- **Problem**
Please give every line below again exactly, but not its pictures.

=== Input ===

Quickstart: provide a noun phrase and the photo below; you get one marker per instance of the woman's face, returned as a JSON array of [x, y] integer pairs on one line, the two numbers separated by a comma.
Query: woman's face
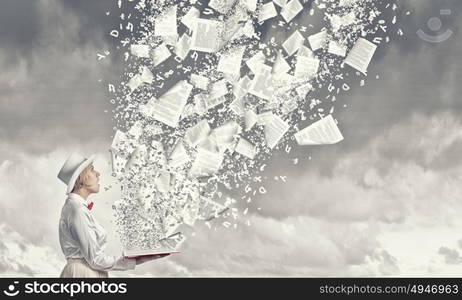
[[91, 180]]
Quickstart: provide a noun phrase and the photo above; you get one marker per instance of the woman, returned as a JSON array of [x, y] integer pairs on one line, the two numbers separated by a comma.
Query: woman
[[82, 239]]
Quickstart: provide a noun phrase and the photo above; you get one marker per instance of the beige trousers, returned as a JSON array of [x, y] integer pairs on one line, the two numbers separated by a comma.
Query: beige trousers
[[79, 268]]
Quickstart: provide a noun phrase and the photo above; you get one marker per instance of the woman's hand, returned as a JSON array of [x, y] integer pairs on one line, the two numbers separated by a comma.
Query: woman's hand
[[143, 259]]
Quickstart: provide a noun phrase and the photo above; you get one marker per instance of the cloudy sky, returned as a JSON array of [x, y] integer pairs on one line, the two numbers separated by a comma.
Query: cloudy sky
[[384, 202]]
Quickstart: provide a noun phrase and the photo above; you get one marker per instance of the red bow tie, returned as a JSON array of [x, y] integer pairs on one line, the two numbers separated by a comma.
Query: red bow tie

===

- **Expected answer**
Quickstart: provide a noun phrase and the photo below; you get one marker per instance of the woman's face, returned as a JSON array of [x, y] integer pairs on one line, the two numbers separated by a comma.
Query: woman's face
[[91, 180]]
Quickstart: provide a noun phrase and the photo above; you get one marker per instance of the woman, returned as a JSON array of [x, y] integer pairs on one line, the two numbers separated by a comma.
Query: woman
[[82, 239]]
Quickstart: provide a noun phrase and the photo above; you get one marker per instance of the beige trousers, returned as a JSON array of [x, y] integer pairs on one line, the two numbers separated by a comma.
Query: beige trousers
[[79, 268]]
Quickstart: provide a noun phrase and the photo above; you get one marker per instance of the woman's hand, returned as a JSON array of [x, y] integer pairs on one line, the two numbers separated by a comma.
Query: woman's hand
[[143, 259]]
Quickstart: provide a noun phrase and the photo above; you get one marker per instance of the cloudy sky, returned as a JSON array of [x, y] integer pairs on one line, the two numbers separated by a comma.
Query: cloudy sky
[[384, 202]]
Quickstart: provide a noun phrase and the photo above; you get one marker per instance of the red bow tie, returned as a JSON array of [x, y] integer pairs on one line, the two numbers separated by a comma.
Query: red bow tie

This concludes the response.